> _Task statement_
Upon reaching the line containing "Target: dark blue water", output that line and all remaining lines exactly, through the end of the entries, and output nothing before it.

> _Working data_
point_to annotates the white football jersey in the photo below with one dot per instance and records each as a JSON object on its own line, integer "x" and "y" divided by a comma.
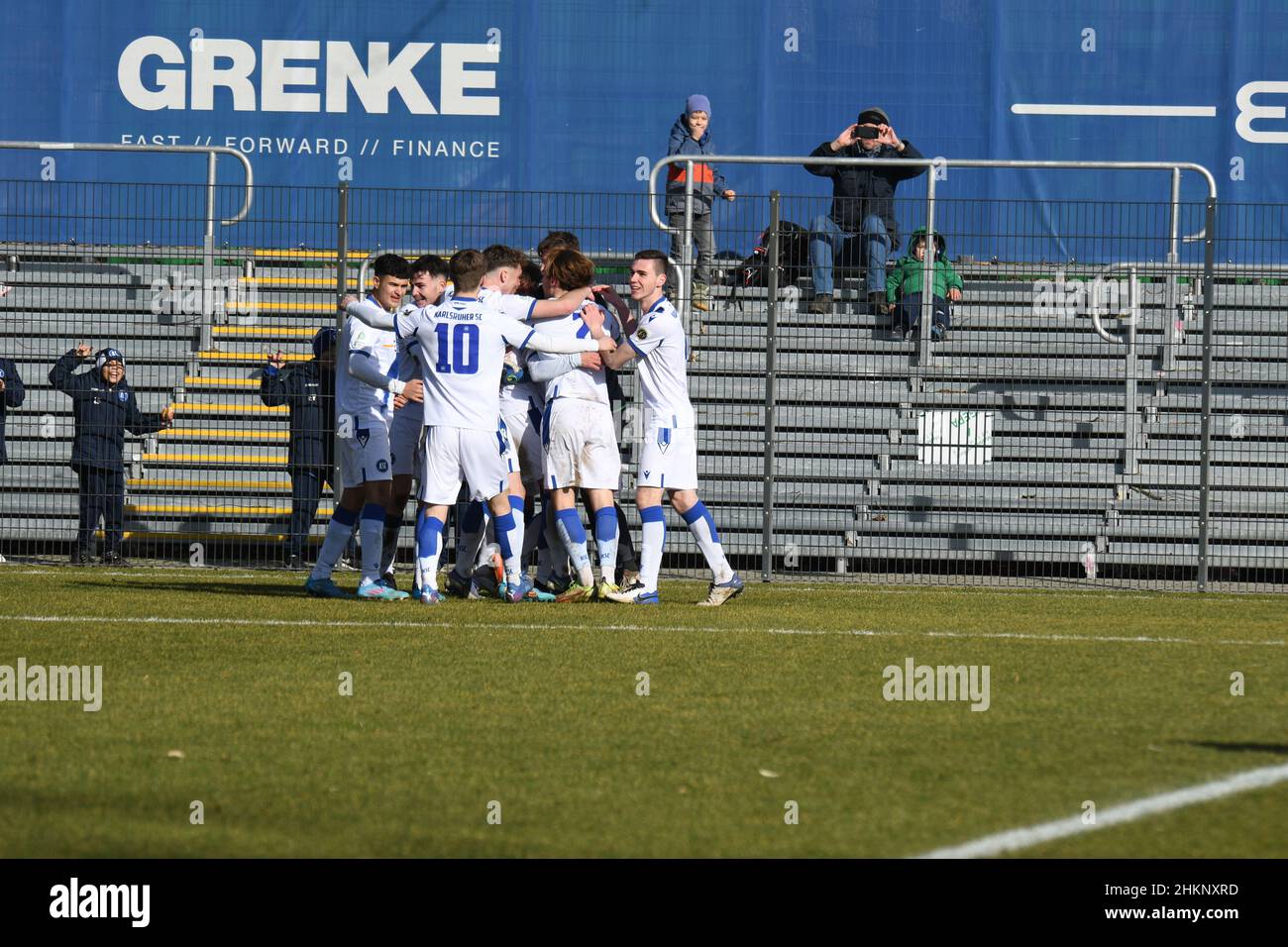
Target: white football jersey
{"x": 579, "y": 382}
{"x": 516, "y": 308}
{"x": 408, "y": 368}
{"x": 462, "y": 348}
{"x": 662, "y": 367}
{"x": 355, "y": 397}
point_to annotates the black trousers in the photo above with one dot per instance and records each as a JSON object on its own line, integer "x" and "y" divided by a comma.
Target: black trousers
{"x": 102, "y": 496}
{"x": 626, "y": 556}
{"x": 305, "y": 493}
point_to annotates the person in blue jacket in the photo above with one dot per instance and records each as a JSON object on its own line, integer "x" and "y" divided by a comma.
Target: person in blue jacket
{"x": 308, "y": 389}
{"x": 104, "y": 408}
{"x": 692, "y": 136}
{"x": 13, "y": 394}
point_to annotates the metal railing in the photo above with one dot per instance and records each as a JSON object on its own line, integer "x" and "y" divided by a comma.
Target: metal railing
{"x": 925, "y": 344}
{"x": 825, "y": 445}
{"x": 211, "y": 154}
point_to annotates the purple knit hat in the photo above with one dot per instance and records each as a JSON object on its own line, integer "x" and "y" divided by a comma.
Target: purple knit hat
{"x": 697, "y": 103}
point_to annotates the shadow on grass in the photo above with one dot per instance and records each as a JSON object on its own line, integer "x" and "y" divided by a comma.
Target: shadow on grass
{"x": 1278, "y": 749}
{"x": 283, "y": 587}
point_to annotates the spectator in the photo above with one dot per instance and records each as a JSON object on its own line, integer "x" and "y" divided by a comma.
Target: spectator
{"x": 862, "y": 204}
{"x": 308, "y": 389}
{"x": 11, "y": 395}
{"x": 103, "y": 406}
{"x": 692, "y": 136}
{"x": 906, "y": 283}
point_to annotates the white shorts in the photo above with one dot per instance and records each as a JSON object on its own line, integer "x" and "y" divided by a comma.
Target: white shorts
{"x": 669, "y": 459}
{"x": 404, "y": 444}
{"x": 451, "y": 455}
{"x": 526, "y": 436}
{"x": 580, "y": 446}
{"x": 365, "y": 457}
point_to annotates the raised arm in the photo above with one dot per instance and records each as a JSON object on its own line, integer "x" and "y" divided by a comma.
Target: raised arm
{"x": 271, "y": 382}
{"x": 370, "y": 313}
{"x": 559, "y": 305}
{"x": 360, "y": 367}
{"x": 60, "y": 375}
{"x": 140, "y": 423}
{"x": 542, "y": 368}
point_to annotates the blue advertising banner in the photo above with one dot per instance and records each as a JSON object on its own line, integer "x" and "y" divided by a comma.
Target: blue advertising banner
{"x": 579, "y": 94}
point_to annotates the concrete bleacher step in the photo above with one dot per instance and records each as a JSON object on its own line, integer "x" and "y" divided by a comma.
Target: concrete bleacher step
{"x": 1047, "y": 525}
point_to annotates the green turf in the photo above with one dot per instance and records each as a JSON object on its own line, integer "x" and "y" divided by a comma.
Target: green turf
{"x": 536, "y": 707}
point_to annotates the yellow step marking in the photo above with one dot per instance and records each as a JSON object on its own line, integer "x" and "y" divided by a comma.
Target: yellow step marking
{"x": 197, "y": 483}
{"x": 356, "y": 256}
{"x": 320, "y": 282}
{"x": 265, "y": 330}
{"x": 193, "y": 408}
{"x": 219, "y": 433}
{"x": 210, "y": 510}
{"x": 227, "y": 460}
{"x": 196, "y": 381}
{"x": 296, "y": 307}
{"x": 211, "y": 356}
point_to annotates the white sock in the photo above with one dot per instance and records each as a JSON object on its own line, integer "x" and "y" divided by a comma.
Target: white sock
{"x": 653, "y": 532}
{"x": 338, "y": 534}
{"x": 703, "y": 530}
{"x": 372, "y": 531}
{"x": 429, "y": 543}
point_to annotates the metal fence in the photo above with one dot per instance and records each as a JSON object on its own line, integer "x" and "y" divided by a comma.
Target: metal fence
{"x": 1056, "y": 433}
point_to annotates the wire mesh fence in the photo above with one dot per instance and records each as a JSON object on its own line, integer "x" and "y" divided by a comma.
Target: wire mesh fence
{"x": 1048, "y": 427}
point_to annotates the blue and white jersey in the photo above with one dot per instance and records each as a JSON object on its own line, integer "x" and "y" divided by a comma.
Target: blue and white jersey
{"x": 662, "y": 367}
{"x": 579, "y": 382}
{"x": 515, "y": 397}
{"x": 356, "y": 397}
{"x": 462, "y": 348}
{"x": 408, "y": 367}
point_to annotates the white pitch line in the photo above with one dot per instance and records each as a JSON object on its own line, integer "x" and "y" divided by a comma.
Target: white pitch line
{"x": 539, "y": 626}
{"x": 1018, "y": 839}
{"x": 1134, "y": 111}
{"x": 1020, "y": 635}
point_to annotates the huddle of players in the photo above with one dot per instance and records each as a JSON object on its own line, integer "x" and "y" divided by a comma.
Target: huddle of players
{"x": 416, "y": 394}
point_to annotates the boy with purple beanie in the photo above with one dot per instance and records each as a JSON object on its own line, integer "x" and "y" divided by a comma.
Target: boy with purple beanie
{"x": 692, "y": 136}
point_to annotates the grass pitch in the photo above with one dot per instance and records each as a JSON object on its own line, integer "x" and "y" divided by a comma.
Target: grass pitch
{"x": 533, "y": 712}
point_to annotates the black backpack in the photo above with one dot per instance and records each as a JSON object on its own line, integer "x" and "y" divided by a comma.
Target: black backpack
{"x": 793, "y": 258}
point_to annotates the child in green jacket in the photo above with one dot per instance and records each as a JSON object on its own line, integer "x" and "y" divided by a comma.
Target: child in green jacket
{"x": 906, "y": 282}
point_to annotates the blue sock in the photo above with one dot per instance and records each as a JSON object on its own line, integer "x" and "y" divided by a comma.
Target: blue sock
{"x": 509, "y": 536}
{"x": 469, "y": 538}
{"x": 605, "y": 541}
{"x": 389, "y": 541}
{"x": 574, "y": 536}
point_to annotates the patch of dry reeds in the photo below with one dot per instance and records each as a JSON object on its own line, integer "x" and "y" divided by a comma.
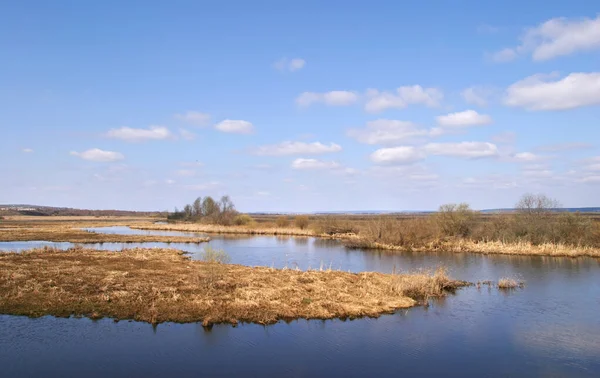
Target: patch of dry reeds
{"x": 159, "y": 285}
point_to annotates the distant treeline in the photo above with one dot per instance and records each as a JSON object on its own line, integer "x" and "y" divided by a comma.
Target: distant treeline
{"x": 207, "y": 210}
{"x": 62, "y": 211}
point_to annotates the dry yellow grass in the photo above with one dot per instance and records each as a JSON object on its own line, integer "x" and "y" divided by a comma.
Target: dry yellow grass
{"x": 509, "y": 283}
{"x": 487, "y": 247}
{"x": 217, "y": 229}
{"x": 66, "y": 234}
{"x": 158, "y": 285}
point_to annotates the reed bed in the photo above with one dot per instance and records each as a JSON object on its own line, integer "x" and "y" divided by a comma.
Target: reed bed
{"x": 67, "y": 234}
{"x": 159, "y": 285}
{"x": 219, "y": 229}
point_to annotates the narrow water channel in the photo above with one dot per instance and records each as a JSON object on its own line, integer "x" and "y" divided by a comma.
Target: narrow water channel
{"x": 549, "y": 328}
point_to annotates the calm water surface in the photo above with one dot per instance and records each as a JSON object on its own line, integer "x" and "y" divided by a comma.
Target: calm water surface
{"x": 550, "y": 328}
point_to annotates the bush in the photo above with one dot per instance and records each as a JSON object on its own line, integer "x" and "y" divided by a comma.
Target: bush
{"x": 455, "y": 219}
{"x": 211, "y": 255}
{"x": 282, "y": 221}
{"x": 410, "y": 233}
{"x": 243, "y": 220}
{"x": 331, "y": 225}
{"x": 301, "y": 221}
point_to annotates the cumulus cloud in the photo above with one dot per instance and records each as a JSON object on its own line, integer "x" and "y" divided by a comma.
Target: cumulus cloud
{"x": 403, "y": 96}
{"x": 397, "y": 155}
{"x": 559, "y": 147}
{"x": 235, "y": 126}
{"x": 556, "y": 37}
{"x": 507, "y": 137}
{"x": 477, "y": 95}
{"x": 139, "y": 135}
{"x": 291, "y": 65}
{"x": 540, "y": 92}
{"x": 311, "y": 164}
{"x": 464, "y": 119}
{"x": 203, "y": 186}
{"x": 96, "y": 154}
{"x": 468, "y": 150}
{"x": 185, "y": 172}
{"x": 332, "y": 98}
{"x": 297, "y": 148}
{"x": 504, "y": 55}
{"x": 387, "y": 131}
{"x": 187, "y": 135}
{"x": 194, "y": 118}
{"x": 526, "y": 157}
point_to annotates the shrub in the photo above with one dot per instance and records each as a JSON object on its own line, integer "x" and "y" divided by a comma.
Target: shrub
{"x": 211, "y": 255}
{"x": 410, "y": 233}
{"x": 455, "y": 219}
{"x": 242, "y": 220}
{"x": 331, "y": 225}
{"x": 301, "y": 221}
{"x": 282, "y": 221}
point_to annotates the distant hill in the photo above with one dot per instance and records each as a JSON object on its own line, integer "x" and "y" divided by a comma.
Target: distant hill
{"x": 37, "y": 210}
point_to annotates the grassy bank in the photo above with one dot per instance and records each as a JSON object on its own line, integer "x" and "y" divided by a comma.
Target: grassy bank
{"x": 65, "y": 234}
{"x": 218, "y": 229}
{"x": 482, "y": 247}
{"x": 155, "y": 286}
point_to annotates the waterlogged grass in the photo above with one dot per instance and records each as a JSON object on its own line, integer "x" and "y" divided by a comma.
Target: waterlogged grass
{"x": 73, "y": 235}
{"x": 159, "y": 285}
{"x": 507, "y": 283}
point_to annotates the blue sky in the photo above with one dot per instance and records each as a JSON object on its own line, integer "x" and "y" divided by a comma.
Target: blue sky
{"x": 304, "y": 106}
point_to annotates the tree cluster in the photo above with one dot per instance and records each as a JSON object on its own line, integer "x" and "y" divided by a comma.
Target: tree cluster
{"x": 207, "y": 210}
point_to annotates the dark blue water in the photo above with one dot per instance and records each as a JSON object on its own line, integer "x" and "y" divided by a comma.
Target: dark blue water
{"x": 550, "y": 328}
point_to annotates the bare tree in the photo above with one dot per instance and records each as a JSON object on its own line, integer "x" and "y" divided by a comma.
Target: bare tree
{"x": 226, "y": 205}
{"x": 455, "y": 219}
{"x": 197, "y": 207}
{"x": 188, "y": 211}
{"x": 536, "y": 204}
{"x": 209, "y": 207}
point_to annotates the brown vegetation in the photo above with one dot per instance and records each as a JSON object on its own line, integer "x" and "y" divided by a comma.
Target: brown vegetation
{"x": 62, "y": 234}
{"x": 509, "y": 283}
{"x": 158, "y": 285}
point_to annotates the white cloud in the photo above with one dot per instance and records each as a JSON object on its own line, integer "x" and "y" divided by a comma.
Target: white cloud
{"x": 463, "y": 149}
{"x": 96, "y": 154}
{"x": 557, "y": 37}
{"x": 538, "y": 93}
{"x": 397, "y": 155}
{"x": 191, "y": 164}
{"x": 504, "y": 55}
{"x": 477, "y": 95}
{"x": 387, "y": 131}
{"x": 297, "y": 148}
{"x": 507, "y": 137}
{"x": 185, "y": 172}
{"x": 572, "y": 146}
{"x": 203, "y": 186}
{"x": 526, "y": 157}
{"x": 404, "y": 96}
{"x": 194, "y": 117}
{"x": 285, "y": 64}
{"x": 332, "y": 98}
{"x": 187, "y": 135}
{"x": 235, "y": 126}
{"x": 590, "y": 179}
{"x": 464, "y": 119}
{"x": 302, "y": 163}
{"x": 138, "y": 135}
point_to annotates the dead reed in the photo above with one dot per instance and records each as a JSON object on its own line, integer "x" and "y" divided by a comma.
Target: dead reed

> _Result of this task_
Target: dark blue water
{"x": 550, "y": 328}
point_to annotates the bare tree in the photo above with one dot per instance and records each as a JSON object on its own line, integer "x" and "y" divided by a comma.
Target: bare tree
{"x": 226, "y": 205}
{"x": 455, "y": 219}
{"x": 197, "y": 207}
{"x": 188, "y": 211}
{"x": 536, "y": 204}
{"x": 209, "y": 207}
point_to annotates the brown vegetation in the photo above with one dot per instance and records each as a JSON object on its own line, integer "x" and "y" divided by a comma.
Target: brown vegetation
{"x": 62, "y": 234}
{"x": 509, "y": 283}
{"x": 158, "y": 285}
point_to annotates the white cloud in the photo above with one dot per instance and records each as a JSON object on its own line, integer "x" and "y" divided by a comma.
Target: white cloud
{"x": 463, "y": 149}
{"x": 96, "y": 154}
{"x": 557, "y": 37}
{"x": 538, "y": 93}
{"x": 397, "y": 155}
{"x": 191, "y": 164}
{"x": 504, "y": 55}
{"x": 477, "y": 95}
{"x": 387, "y": 131}
{"x": 297, "y": 148}
{"x": 507, "y": 137}
{"x": 185, "y": 172}
{"x": 572, "y": 146}
{"x": 203, "y": 186}
{"x": 526, "y": 157}
{"x": 404, "y": 96}
{"x": 194, "y": 117}
{"x": 285, "y": 64}
{"x": 332, "y": 98}
{"x": 187, "y": 135}
{"x": 235, "y": 126}
{"x": 590, "y": 179}
{"x": 464, "y": 119}
{"x": 302, "y": 163}
{"x": 138, "y": 135}
point_to annotates the dead reed in the photo above with one dot per instance and records each as a JSON object on its own line, integer "x" and "y" divided by a comma.
Target: dead reed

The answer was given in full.